■ WHAT THIS TASK INVOLVES: Among the records, which lines include "below"? List them.

■ PROVIDED DATA:
- Opening Delimiter -

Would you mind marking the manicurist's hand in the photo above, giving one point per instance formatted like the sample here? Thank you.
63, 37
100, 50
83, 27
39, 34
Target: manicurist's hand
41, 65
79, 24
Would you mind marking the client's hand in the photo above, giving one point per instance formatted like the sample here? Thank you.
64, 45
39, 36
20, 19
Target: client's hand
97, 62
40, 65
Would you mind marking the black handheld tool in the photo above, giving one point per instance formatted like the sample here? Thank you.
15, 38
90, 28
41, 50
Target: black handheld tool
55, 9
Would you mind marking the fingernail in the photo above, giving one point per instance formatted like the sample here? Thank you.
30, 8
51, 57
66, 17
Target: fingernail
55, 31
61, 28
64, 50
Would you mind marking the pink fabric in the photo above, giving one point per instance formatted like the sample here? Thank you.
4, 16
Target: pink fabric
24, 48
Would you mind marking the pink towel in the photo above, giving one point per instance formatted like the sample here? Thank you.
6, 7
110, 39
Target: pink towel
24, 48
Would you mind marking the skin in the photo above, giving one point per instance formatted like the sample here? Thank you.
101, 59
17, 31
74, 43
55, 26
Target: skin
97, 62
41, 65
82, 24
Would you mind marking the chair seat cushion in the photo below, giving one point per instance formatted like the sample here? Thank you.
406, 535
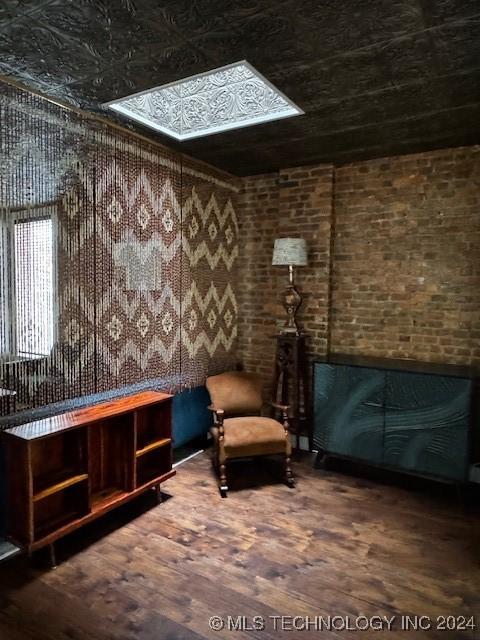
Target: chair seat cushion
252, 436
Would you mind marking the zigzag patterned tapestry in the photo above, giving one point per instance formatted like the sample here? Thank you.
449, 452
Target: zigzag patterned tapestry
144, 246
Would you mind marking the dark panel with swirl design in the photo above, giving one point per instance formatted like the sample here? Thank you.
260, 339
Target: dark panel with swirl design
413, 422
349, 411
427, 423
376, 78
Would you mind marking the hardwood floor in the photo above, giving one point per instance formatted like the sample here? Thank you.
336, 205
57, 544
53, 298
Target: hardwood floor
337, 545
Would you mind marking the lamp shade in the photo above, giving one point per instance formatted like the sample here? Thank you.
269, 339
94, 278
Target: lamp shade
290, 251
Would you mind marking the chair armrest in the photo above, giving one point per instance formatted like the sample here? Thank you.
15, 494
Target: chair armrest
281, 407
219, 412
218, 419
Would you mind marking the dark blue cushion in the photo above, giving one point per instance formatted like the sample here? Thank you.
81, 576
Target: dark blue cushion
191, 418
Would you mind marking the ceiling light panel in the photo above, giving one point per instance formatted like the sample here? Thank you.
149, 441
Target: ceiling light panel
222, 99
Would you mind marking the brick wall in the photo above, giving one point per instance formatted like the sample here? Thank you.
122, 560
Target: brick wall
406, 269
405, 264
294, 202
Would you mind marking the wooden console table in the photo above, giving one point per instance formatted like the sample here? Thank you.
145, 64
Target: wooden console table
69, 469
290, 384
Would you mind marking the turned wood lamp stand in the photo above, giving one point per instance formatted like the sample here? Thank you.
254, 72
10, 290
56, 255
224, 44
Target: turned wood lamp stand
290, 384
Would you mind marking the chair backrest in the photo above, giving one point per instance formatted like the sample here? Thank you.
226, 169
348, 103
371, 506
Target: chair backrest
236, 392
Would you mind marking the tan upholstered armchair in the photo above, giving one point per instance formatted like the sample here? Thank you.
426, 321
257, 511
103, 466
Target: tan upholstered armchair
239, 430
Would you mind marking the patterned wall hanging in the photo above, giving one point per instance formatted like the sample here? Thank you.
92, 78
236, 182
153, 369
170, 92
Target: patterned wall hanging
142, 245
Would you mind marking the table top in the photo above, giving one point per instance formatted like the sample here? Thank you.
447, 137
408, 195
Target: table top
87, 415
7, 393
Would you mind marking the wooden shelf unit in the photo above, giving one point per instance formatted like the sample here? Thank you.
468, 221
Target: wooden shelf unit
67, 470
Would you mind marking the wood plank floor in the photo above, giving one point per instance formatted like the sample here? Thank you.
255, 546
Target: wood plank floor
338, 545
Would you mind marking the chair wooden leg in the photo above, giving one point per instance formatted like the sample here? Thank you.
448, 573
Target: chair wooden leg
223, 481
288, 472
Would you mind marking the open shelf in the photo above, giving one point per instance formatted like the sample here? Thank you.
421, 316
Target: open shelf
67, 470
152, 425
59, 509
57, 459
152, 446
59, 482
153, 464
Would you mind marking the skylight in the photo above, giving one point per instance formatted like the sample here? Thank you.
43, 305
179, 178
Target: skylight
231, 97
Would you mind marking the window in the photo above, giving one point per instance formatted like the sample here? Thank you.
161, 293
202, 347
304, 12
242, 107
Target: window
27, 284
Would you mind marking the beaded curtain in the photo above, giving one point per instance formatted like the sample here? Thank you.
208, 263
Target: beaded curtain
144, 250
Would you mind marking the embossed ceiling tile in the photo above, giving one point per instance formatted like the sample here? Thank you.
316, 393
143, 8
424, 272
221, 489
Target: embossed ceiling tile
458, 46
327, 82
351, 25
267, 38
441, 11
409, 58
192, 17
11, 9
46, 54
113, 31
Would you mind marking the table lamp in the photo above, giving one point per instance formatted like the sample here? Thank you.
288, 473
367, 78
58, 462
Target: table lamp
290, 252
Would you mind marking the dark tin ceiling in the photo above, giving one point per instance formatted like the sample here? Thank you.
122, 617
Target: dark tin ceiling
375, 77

- Closing Delimiter -
- Opening Delimiter -

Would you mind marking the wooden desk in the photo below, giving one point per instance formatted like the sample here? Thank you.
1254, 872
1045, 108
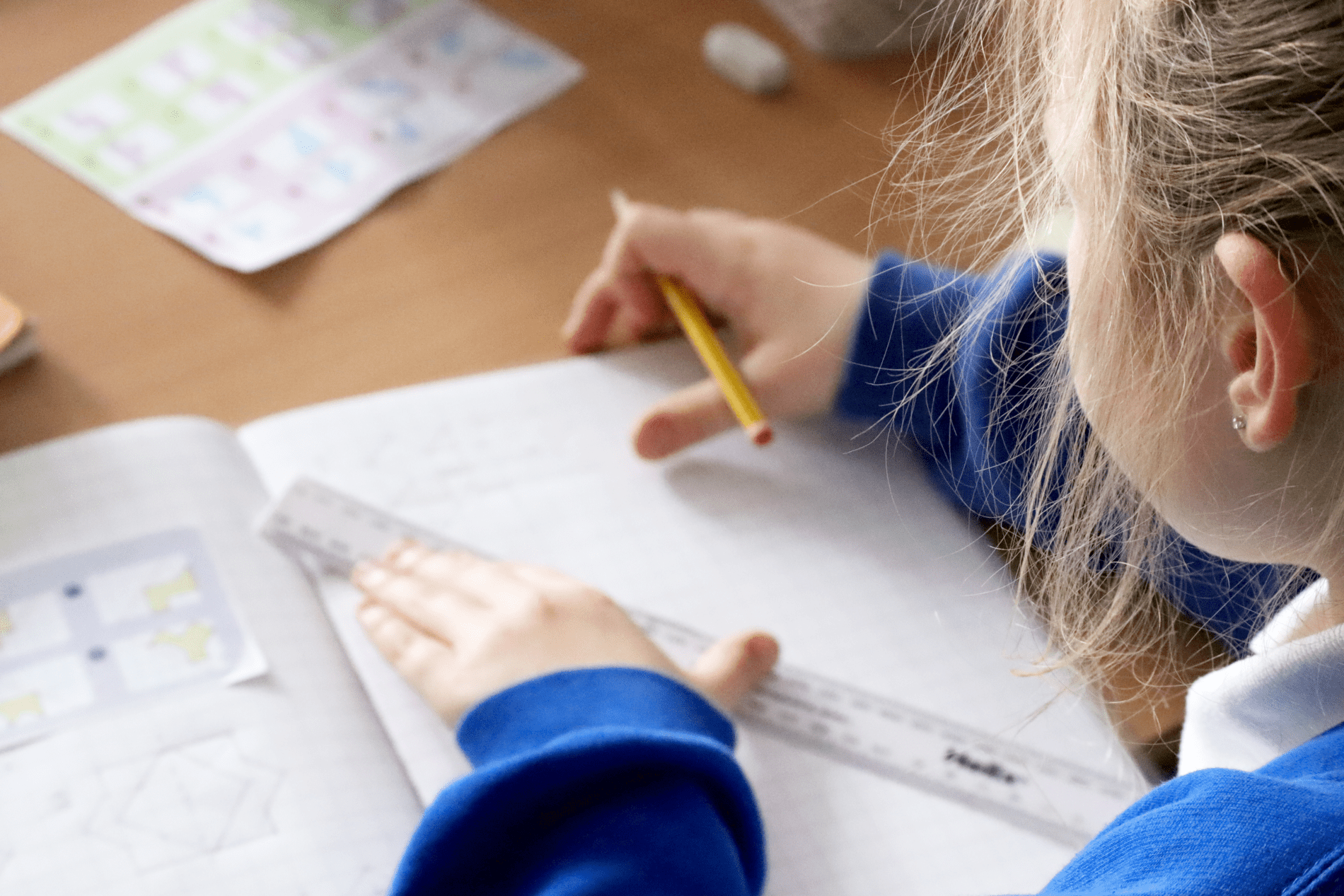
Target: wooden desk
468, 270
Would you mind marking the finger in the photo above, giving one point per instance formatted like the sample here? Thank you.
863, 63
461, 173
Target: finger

- Closing Delimiter -
- Opening Delimiter -

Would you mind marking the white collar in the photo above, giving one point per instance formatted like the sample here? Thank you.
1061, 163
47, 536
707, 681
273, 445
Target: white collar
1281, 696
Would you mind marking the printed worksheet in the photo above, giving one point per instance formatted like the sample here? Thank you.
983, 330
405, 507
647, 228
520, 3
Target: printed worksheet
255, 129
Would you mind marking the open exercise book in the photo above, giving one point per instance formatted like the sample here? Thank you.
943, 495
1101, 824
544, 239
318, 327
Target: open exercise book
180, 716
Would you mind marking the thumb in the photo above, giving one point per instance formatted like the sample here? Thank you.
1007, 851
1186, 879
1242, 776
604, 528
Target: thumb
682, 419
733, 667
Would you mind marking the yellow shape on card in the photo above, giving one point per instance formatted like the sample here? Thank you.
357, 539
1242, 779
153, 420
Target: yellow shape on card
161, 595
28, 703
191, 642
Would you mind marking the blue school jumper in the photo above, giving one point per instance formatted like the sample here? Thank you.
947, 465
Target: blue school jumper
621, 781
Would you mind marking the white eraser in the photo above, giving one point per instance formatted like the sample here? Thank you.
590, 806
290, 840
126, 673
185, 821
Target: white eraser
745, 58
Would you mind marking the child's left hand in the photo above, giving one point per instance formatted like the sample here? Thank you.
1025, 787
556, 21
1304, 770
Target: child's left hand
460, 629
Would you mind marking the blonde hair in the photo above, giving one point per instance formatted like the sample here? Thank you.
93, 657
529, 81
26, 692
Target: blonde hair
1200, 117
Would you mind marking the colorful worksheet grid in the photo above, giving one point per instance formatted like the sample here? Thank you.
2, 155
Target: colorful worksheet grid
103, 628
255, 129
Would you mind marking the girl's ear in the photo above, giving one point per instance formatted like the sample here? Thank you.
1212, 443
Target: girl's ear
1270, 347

- Closing Delimiter -

■ ANSWER SECTION:
Would you mind marking the chair seat cushion in the photo below, giving one point per instance formatted like the sample here? Thank you.
Would you mind marking the wooden desk in the photo below, giving one point per instance formatted like the sample here? Thank you.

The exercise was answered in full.